[Named object pointing entries]

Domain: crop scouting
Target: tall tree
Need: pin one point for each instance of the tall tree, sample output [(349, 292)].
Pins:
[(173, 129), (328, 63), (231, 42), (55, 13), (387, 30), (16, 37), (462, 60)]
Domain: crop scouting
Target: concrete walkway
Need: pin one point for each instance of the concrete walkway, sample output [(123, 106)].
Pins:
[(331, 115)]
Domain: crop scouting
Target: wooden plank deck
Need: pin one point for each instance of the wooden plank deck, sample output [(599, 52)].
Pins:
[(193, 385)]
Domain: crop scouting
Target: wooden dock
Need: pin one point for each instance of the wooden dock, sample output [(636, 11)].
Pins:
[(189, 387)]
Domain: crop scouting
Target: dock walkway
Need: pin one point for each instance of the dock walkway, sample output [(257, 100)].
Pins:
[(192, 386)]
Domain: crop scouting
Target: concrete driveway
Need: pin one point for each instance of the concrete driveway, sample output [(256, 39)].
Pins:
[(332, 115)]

==

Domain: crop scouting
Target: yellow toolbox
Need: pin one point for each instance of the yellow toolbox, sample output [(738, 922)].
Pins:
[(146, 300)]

...

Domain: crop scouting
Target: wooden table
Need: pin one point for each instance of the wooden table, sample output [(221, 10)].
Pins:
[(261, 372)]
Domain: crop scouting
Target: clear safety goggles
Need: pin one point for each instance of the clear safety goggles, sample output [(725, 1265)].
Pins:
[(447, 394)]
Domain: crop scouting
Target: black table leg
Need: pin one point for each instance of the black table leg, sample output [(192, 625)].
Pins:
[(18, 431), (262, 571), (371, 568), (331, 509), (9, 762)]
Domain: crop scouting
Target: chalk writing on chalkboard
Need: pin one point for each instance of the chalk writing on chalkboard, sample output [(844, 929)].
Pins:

**TO BE DONE:**
Please pull out each line of the records that contains the word "driveway" and copy those lines in full.

**COMPLETE OUTPUT:**
Target: concrete driveway
Need: pin one point for each instance of the concrete driveway, sample output [(256, 39)].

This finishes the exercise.